Text for analysis: Begin

If both of the Methodist hospitals rank in the
top tier, they can gain an additional $250,000
a year in bonuses, Davis said, but money was never
the motivation to join the demonstration project.
Many of the 34 tracking measures are also part
of other quality care benchmarking programs such
as that of the Joint Commission on Accreditation
of Healthcare Organizations. The two Dallas hospitals
had been able to compare their performance to
other medical centers in Texas and had done well.
But Davis is eager to see how her hospitals stack
up against a nationwide sample. That’s one
of the main motivators in taking part in the demonstration,
she said.
Already she’s seeing changes. Once the
project started, nurses were given greater responsibility
to carry out some of the measures, such as smoking
cessation.
“We’ve always given that to respiratory
therapy,” Davis said. “Now, that’s
something nursing owns.”
Whether someone might be more willing to absorb
the smoking education from a nurse isn’t
clear, Davis said, but a nurse has the medical
knowledge and usually already has established
a connection with the patient.

Text for analysis: End
Information shown: Begin

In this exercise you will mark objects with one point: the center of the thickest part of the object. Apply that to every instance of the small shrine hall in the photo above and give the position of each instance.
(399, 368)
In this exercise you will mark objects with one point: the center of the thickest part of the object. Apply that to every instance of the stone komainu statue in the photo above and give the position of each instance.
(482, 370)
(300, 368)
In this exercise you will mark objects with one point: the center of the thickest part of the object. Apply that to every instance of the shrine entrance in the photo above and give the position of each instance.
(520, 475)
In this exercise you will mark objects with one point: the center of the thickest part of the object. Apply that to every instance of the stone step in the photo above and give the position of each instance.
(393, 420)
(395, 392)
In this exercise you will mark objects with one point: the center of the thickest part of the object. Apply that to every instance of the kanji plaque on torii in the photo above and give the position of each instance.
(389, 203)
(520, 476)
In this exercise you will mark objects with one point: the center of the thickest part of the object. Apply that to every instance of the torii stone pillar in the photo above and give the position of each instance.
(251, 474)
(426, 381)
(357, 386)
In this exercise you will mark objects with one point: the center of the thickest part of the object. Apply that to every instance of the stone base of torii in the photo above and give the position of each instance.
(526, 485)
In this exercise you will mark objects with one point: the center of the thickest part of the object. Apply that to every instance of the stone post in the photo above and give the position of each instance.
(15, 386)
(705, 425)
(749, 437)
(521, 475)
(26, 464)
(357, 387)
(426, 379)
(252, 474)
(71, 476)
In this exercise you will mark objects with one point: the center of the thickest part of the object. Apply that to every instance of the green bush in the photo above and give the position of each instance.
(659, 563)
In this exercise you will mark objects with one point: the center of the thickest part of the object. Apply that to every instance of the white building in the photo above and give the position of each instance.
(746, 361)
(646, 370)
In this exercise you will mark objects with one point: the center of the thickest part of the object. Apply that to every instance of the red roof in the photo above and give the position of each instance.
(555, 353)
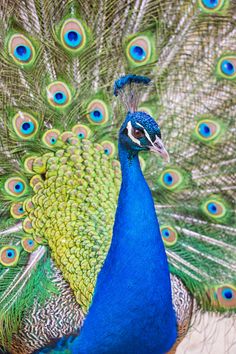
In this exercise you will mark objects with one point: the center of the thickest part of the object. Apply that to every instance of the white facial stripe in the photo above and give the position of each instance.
(129, 128)
(146, 133)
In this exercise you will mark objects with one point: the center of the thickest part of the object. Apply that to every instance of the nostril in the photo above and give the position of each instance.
(157, 145)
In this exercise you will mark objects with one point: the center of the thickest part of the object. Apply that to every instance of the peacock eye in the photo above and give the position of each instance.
(137, 133)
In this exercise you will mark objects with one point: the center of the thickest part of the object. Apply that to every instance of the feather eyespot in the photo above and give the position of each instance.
(15, 186)
(215, 208)
(138, 133)
(226, 296)
(50, 137)
(226, 67)
(169, 235)
(29, 244)
(9, 256)
(73, 35)
(139, 50)
(58, 94)
(25, 125)
(21, 49)
(17, 210)
(212, 6)
(97, 112)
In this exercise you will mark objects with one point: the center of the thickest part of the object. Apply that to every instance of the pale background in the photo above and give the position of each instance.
(210, 334)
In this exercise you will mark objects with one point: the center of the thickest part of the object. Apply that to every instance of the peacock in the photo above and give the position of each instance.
(60, 172)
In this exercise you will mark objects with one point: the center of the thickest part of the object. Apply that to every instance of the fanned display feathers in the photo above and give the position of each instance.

Information shown: End

# [Task 1]
Please extract the passage of the article on the Methodist hospitals from "Already she’s seeing" to "with the patient.".
# [Task 2]
Extend the article on the Methodist hospitals by writing what follows its final sentence.

# [Output 1]
Already she’s seeing changes. Once the
project started, nurses were given greater responsibility
to carry out some of the measures, such as smoking
cessation.
“We’ve always given that to respiratory
therapy,” Davis said. “Now, that’s
something nursing owns.”
Whether someone might be more willing to absorb
the smoking education from a nurse isn’t
clear, Davis said, but a nurse has the medical
knowledge and usually already has established
a connection with the patient.

# [Output 2]
Close to you
In the past, the hospitals’ process was
for nurses to ask patients who were identified
as smokers if they wanted information about the
dangers of smoking and options for quitting. If
they said they did, the nurse referred the patient
to a respiratory therapist. With smoking cessation
counseling now one of the quality measures being
tracked for both heart failure and pneumonia,
the hospitals streamlined the process to reach
more patients, Davis said.
Now, during patient admission assessment, nurses
give tobacco education information to all patients
with a history of smoking in the last 12 months.
If the patient desires more intensive counseling,
the RN refers them to cessation classes or other
hospital resources.
“This revised process is more direct, has
fewer hand-offs and, as a result, more patients
are receiving information that will help them
consider their options and reasons for stopping
smoking,” Davis said.
The hospitals developed their own database to
give doctor- and nurse-specific feedback on quality
measures while the patient is still in the facility.
The nurses are excited about the opportunity to
get “real-time” performance information,
Davis said, so they can see how to improve their
care.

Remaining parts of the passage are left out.